■ Extract provided:
§

This adversary proceeding concerns who owns the rights in Jorgovanka's record ownership of a 50% membership interest in PHMX. The Trustee argues that Jorgovanka is merely Debtor's nominee and that Debtor holds the equitable interest in the membership arising from her beneficial ownership. In general terms, a "nominee is one who holds bare legal title to property for the benefit of another." May v. United States, 07-10531, 2007 WL 3287513, *1 (11th Cir. Nov. 8, 2007) (citation omitted) (lien attached to property for which taxpayer's wife was titleholder). Because Debtor retains the equitable interests in properties held by her nominees, see Gurley v. United States (In re Gurley), 357 B.R. 868, 872 (Bankr. M.D. Fla. 2006), the Trustee seeks declaratory relief that the 50% membership interest in PHMX is property of the bankruptcy estate. The Trustee seeks that declaration so that he may seek turnover of that membership and, ultimately, sell it to a potential investor from whom he has received an informal offer.

§

■ Things to do:
A. Condense the paragraph of the PHMX membership excerpt that begins "This adversary proceeding concerns" into a short bulleted list that keeps its main facts.
B. Pick up the PHMX membership excerpt after its last sentence and continue it.
The items have no part in this exercise.

■ Material supplied:
§

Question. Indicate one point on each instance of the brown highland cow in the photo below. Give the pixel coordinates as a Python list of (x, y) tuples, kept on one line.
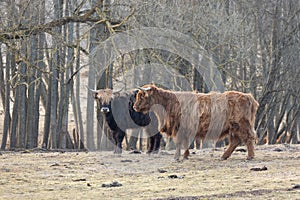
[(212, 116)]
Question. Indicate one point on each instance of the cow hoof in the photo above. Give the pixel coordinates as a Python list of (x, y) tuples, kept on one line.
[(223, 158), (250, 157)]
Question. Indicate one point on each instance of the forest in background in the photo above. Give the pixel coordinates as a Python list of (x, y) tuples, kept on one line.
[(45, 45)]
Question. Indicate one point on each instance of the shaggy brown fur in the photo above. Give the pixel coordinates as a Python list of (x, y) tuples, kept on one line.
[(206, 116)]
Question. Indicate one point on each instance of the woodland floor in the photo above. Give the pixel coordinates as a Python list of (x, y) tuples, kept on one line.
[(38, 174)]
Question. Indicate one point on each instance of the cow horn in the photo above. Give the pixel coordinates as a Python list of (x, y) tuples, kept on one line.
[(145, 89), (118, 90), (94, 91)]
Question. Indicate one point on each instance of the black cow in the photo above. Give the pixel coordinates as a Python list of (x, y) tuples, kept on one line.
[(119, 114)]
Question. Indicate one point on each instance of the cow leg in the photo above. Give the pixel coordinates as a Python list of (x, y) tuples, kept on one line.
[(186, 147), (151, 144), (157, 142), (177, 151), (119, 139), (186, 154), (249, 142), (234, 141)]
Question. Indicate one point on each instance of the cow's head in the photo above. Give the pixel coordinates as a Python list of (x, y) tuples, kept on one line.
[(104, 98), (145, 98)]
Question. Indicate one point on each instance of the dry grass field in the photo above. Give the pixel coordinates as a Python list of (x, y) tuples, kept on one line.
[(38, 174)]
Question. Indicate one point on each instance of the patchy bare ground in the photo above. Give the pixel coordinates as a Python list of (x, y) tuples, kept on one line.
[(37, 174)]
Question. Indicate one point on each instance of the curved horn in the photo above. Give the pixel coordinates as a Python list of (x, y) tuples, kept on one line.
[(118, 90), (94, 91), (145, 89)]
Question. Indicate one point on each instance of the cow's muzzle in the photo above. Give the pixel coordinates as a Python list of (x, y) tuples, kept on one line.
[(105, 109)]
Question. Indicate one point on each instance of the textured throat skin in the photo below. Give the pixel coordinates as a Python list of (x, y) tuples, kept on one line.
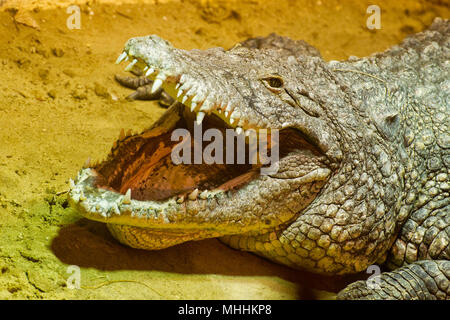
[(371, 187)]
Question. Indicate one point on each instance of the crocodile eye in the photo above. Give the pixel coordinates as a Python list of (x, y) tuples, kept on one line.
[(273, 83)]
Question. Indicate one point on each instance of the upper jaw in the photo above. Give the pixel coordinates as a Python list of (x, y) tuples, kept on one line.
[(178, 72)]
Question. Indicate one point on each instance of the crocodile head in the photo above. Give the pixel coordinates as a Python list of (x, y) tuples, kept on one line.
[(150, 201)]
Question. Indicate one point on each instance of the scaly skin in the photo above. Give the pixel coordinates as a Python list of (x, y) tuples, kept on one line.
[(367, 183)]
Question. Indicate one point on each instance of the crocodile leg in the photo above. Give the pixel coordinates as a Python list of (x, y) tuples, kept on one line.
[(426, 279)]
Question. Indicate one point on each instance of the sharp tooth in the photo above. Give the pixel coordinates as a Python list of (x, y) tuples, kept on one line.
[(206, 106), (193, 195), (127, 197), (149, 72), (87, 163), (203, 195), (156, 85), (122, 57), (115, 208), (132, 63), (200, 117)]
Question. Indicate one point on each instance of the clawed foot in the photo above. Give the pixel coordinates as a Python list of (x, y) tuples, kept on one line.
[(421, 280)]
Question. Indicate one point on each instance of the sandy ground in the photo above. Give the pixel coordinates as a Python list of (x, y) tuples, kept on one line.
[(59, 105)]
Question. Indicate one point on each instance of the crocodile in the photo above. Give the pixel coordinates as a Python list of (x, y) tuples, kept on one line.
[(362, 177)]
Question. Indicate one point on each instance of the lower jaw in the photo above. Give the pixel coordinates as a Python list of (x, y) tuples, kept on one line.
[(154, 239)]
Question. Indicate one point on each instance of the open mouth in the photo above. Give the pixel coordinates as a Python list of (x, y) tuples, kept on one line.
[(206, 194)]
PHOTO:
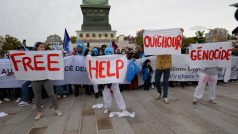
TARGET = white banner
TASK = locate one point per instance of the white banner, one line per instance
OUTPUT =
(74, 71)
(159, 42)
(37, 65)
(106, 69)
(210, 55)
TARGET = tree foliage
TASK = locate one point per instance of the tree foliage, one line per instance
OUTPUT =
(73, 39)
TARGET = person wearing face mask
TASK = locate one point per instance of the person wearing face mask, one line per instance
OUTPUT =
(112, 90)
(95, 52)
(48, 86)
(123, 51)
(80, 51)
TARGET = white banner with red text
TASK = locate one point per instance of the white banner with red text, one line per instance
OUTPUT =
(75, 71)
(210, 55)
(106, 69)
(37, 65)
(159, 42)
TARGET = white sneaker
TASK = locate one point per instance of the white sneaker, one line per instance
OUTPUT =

§

■ Results of the tasks:
A.
- The adversary proceeding is about who owns the rights in Jorgovanka's record ownership of a 50% membership interest in PHMX.
- The Trustee argues that Jorgovanka is only Debtor's nominee and that Debtor holds the equitable interest through her beneficial ownership.
- A nominee holds bare legal title to property for another's benefit (May v. United States).
- Debtor keeps the equitable interests in property her nominees hold (In re Gurley), so the Trustee seeks a declaration that the 50% interest is property of the bankruptcy estate.
- With that declaration, he would seek turnover of the interest and sell it to a potential investor who has made an informal offer.

B.
The Court must look initially to state law to determine what property interests a debtor owns, see Butner, 440 U.S. at 54-55. PHMX was formed in Florida, but there is no bright-line test under Florida law for determining nominee ownership. See United States v. Dornbrock, 06-61669- CIV, 2008 WL 769065, at *5 (S.D. Fla. Jan. 17, 2008), aff'd, 309 Fed.Appx. 359 (11th Cir. 2009). Florida law does provide, however, that legal title alone does not determine all property rights, and someone who is not the property's titleholder may hold an ownership interest for various reasons.[3]Because there is no established test for this question under Florida law, it is appropriate for the Court to apply the common-law factors generally applied by federal courts to determine the existence of a nominee relationship. See Grippo v. Perazzo, 357 F.3d 1218, 1222 (11th Cir.2004) ("Because Florida law does not answer the question that we examine today, we look to federal law for guidance."); Daer Holdings, LLC v. Menchise (In re Steffen), No. 8:13-CV-1700-T-27, 2014 WL 11428827, at *4 n.6 (M.D. Fla. Mar. 13, 2014) ("While the federal courts generally apply the law of the forum state (in this case, Florida) to resolve nominee, alter-ego and similar questions, Florida, like many states, does not have a bright-line test for determining nominee ownership. Therefore, federal common law applies." (internal quotation omitted)), aff'd, 611 Fed.Appx. 677 (11th Cir. 2015); Battle v. United States, No. 9:06CV109, 2007 WL 1424553, at *5 (E.D. Tex. Feb. 7, 2007) ("Texas courts have not set forth factors for determining whether an entity is a nominee of another. When Texas law applies to an issue, but Texas law does not address that issue, federal courts will look to federal law for guidance."); Cody v. United States, 348 F.Supp.2d 682, 694 (E.D. Va. 2004) ("[F]ederal courts sitting in states whose law of nominee ownership is similarly undeveloped have typically looked to nominee ownership criteria employed in other federal tax collection cases.").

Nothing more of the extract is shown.